"""
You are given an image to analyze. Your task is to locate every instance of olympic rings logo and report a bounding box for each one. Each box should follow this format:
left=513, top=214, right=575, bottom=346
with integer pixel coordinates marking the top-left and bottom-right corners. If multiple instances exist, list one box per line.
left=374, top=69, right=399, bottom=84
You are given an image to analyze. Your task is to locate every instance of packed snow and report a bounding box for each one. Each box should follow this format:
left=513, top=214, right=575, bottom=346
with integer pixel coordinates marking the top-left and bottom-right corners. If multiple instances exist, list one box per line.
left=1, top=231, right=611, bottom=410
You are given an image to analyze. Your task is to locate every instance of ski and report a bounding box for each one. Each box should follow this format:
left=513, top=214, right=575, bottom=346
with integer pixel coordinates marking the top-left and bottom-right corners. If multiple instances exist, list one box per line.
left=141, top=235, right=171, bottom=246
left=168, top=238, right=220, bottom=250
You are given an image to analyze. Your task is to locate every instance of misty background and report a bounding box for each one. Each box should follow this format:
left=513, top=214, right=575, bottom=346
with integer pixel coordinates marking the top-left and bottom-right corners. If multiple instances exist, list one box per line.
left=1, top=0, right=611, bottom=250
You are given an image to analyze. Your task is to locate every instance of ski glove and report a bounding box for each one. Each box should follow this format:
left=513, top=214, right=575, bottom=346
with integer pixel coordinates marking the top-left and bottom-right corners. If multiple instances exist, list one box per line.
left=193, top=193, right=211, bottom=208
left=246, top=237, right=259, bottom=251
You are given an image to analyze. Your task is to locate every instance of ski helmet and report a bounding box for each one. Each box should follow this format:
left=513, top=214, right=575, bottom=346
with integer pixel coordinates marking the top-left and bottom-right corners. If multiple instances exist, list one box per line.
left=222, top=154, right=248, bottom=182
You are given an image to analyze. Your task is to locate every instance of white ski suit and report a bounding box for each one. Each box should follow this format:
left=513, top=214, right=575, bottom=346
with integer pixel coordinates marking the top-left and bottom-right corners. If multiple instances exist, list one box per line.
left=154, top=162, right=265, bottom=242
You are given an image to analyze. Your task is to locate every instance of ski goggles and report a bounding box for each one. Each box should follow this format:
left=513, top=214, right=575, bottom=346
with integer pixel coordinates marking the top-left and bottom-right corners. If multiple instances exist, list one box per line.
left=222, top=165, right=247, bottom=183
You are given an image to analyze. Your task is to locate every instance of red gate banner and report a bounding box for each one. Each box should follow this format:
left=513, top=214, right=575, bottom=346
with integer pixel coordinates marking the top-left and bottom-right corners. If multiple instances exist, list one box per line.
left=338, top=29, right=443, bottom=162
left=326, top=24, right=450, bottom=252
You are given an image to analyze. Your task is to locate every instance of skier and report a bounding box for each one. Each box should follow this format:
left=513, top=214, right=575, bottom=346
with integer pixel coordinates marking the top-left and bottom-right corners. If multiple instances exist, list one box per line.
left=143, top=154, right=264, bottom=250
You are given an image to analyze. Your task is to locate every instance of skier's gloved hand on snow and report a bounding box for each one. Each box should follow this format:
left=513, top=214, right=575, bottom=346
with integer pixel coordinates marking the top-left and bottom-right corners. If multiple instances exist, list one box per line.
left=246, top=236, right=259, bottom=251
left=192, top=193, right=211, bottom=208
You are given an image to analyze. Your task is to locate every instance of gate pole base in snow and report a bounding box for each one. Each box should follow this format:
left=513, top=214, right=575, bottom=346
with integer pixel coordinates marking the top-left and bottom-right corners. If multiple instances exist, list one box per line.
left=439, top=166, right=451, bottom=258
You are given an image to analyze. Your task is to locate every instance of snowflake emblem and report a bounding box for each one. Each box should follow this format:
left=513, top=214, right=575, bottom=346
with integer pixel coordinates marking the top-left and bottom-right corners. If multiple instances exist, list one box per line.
"""
(WHAT YOU WILL DO)
Nothing should be dropped or changed, so repeat all of the entries exactly.

(WRITTEN RESPONSE)
You are given an image to analyze. Your task is to locate every instance of olympic rings logo and report a bounding box for each one. Each box should follow this format:
left=513, top=214, right=575, bottom=346
with integer pixel coordinates marking the top-left and bottom-right corners. If multiple instances exist, list one box per line.
left=374, top=69, right=399, bottom=84
You are given an image to analyze. Your task is to locate every instance of packed snow and report a bounding box for each one. Each box should follow this format:
left=513, top=214, right=575, bottom=346
with integer pixel coordinates marking the top-left and bottom-right corners. If multiple instances exist, list one box per line.
left=1, top=231, right=611, bottom=410
You are given an image to analyze. Your task is to locate every instance of ski and report a bounding box for each one. Each box should follow this format:
left=513, top=214, right=575, bottom=346
with integer pixel coordinates marking the top-left and bottom-right corners. If multiple instances exist, list one box per line.
left=141, top=235, right=171, bottom=246
left=168, top=238, right=220, bottom=250
You are given an image to analyze. Your task is to locate every instance of misty background and report a bounding box for each one. Each box should follow this format:
left=513, top=214, right=575, bottom=346
with integer pixel coordinates marking the top-left and bottom-right corners. If multiple instances exist, list one box per line.
left=1, top=0, right=611, bottom=250
You are given an image to analyze. Your task is to locate every instance of ski glove and report a bounding box for each one. Each box should follow this format:
left=513, top=214, right=575, bottom=346
with integer pixel coordinates marking the top-left and bottom-right corners. If multiple instances exist, list one box per line.
left=193, top=193, right=211, bottom=208
left=246, top=237, right=259, bottom=251
You are given an image to analyze. Your task is to locate every instance of ski helmet and report a bounding box for each one. Each box should follow this format:
left=513, top=214, right=575, bottom=346
with integer pixel coordinates marking the top-left and bottom-right corners. If multiple instances exist, list one box per line.
left=222, top=154, right=248, bottom=182
You are given an image to analyze. Your task is to locate every instance of white ski suit and report a bounding box for each one. Each box should follow this format:
left=513, top=214, right=575, bottom=346
with integer pixel coordinates marking the top-left and bottom-right corners. If multiple instances exist, list one box per line.
left=154, top=162, right=265, bottom=242
You are given an image to analyze. Your task is to locate every instance of ski goggles and report a bounding box for each one. Each box should follow this format:
left=513, top=214, right=575, bottom=346
with integer pixel coordinates marking the top-left and bottom-right corners. If multiple instances exist, list one box per line.
left=222, top=165, right=247, bottom=183
You are given an image to analyze. Your task is to locate every instance of red gate banner and report a bounding box for each one. Each box should follow this format:
left=513, top=214, right=575, bottom=346
with integer pixel coordinates marking the top-left and bottom-right corners. If multiple instances exist, list one box per line.
left=338, top=29, right=443, bottom=162
left=326, top=24, right=450, bottom=252
You are given an image to analyze. Your task is to locate every instance of skier and report a bounding box for each one. Each box should follow this format:
left=513, top=214, right=575, bottom=346
with integer pixel coordinates marking the top-left and bottom-right corners. If multiple instances exist, list one box per line.
left=143, top=154, right=264, bottom=250
You are given an image to analyze. Your task is to locate every instance of skier's gloved hand on snow and report a bounding box for each one. Each box should follow this format:
left=513, top=214, right=575, bottom=346
with integer pixel coordinates marking the top-left and bottom-right corners. If multiple instances exist, list one box per line.
left=246, top=236, right=259, bottom=251
left=192, top=193, right=211, bottom=208
You are given an image to analyze. Your task is to locate every instance of gate pole base in snow and report a bounding box for each one. Each box should follow this format:
left=513, top=214, right=575, bottom=346
with integer pixel coordinates marking the top-left and bottom-right corners. If multiple instances exist, list one box per line.
left=439, top=166, right=451, bottom=258
You are given an image to analyze. Your task is to locate every instance of snowflake emblem and report a bounding box for each one. Each box should follow this format:
left=513, top=214, right=575, bottom=346
with integer pixel coordinates marking the top-left and bottom-right corners. If multiple instances exist, list one box per line.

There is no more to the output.